GOAL: Return the line containing "For the wispy" and all lines after it exactly; stop at the end of the material.

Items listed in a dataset
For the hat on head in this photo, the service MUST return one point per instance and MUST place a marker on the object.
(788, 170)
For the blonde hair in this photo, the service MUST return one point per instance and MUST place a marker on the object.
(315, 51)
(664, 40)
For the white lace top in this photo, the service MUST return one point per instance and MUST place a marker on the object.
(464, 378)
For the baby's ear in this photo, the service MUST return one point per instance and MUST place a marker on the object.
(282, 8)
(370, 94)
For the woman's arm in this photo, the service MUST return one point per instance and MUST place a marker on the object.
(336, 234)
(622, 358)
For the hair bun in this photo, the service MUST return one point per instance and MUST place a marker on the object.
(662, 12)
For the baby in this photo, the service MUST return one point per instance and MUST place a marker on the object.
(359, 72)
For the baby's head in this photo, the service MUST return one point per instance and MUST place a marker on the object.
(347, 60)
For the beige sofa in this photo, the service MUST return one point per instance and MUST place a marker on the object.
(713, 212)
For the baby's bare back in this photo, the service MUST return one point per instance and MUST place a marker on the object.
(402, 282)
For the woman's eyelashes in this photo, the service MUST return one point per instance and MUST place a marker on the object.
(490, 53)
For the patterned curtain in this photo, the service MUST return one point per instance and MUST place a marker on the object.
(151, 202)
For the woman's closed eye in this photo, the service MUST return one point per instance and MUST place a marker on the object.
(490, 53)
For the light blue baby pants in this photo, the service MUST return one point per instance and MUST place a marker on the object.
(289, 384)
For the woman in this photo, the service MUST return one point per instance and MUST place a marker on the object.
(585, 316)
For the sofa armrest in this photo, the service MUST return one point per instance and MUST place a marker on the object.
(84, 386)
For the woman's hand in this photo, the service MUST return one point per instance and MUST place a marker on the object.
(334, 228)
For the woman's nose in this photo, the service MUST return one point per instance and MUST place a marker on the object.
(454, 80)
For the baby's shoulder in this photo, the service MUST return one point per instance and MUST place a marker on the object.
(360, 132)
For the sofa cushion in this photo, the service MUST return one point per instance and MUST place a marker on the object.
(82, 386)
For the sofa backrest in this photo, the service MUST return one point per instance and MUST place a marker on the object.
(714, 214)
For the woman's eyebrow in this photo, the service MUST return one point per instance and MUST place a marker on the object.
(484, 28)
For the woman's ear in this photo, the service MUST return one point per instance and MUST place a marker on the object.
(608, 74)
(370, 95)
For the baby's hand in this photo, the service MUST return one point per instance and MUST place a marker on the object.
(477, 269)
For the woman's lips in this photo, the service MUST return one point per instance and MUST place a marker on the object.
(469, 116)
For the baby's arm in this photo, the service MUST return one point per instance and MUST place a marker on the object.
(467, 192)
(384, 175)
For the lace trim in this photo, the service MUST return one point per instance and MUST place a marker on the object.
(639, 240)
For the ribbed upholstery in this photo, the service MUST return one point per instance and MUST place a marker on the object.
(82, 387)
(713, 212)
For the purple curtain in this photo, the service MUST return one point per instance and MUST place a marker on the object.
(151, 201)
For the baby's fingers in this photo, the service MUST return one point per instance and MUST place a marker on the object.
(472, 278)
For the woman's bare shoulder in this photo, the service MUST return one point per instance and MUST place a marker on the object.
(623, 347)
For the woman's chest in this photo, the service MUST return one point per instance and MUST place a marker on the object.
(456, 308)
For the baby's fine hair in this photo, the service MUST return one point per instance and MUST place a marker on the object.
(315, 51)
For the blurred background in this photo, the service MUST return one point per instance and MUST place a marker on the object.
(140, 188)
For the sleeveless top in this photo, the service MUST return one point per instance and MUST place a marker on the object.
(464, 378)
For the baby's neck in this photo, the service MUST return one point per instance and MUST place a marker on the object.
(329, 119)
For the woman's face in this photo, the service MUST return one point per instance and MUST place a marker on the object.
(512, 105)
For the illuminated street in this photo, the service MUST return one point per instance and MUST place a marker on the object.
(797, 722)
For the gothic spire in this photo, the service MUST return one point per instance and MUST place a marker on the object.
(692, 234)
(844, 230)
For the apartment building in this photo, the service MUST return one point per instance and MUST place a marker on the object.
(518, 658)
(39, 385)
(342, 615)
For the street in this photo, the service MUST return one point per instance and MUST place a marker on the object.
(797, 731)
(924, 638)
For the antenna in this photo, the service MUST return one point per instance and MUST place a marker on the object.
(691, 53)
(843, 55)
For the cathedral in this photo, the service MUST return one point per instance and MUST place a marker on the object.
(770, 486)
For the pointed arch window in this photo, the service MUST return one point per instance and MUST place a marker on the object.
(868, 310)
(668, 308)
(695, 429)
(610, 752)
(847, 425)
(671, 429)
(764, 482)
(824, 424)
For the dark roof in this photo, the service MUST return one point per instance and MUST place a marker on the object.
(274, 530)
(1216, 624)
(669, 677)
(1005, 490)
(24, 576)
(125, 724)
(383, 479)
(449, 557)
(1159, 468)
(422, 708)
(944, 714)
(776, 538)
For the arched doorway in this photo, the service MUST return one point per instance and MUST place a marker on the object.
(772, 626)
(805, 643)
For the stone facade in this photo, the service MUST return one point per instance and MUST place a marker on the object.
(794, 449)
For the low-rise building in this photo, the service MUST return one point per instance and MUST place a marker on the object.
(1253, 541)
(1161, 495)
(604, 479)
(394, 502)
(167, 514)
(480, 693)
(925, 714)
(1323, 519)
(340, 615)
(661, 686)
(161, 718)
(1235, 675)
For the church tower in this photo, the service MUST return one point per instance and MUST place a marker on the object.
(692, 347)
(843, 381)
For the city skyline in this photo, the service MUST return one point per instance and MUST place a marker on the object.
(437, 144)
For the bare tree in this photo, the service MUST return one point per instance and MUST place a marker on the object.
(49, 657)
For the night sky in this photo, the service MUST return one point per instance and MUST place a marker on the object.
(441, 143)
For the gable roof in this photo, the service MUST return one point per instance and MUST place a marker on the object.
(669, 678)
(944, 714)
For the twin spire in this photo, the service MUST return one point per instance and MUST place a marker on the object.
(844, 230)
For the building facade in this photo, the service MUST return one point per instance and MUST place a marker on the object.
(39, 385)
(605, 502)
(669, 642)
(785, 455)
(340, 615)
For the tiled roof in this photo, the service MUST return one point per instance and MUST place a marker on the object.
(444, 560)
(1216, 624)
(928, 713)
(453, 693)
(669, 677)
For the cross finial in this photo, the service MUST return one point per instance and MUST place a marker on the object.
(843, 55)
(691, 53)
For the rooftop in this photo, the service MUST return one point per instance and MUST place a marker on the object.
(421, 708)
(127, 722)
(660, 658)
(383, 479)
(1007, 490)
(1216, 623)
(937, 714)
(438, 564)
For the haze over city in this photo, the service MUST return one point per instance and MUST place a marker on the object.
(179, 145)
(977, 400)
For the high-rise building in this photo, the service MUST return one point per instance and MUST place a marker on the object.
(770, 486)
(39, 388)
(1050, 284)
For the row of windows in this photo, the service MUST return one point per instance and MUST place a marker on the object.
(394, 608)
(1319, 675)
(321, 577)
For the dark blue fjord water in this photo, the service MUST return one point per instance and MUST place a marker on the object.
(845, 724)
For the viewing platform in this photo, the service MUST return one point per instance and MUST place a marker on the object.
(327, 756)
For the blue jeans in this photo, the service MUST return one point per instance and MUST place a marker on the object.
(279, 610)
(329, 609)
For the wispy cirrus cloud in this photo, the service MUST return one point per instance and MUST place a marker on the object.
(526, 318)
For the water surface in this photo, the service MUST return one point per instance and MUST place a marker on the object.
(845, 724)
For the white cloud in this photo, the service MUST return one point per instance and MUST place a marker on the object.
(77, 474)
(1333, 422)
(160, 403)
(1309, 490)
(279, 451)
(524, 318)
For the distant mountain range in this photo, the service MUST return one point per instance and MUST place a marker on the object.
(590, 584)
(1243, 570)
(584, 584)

IN RESPONSE:
For the wispy cirrus cloud in this photo, the service MUST return one point per instance and MUST place a marker on the object.
(526, 318)
For the water surface in this photo, the service MUST return one point per instance and MUST place a marker on the object.
(845, 724)
For the white cloud in this photo, the service MUST return one point per instance and MUST place a marker on the object.
(77, 474)
(1333, 422)
(160, 403)
(1309, 490)
(279, 451)
(524, 318)
For the distant mountain range in this photo, the service MUST return one point per instance and MUST place a marker on the object.
(590, 584)
(1243, 570)
(584, 584)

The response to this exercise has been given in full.